What you need to do: In the records below, reproduce every line starting with the line that contains "In the photo above, where can the tram windshield" and going on through the end of the records, requests included and left unchanged. Multiply each coordinate in the answers by 1.3 and round it to a whole number, rounding halves up.

Stored data entries
##############################

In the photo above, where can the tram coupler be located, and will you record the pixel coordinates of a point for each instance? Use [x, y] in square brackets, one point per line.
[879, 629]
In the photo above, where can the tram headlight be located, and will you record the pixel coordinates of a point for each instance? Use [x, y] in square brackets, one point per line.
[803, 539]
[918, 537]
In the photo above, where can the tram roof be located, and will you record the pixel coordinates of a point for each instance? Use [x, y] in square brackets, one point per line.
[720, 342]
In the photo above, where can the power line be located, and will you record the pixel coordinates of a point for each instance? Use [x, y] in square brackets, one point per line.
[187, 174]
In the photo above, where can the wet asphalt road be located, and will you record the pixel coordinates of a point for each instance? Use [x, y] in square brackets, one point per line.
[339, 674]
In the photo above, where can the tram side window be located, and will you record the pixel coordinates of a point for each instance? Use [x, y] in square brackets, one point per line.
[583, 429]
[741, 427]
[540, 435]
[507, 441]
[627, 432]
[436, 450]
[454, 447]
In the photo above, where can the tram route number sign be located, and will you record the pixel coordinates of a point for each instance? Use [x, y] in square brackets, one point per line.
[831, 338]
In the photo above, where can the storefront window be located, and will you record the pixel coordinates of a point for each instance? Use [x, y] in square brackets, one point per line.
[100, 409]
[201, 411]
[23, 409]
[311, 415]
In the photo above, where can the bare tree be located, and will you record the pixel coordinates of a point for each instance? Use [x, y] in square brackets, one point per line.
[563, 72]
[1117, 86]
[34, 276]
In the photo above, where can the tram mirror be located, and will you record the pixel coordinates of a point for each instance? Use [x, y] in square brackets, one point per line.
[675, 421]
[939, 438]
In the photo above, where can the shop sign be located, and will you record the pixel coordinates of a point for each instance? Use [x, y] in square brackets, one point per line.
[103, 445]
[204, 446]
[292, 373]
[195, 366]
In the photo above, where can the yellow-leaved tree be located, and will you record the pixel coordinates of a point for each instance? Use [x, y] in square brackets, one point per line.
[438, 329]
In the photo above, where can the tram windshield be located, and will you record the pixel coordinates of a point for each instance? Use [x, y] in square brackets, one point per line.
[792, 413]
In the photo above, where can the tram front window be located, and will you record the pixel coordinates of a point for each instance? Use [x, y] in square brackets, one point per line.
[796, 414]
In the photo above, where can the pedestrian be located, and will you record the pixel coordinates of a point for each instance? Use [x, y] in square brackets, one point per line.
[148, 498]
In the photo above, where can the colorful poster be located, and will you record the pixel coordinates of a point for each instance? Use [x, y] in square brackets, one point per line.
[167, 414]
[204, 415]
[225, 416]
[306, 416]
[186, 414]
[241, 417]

##############################

Written answer:
In the photo above, where can the tram windshield be located, and will you record the pixel coordinates of a point for each instance? Use [x, y] in square brackets, one point per line.
[1030, 537]
In the photo above, where can the tram front window be located, and will you record the pixel coordinates of a point for each instance? Use [x, y] in square brackets, one point per line.
[1035, 538]
In the photo above, where can the pedestrian be located, and will you record the pixel coordinates of a point for each instance? Use [x, y] in square brackets, one point per line.
[192, 647]
In the photo above, where can the colorful poster be located, and will you record the pixel coordinates of a point for each instance? Use [x, y] in square brackets, one point per line.
[217, 538]
[265, 540]
[293, 541]
[398, 541]
[242, 538]
[313, 542]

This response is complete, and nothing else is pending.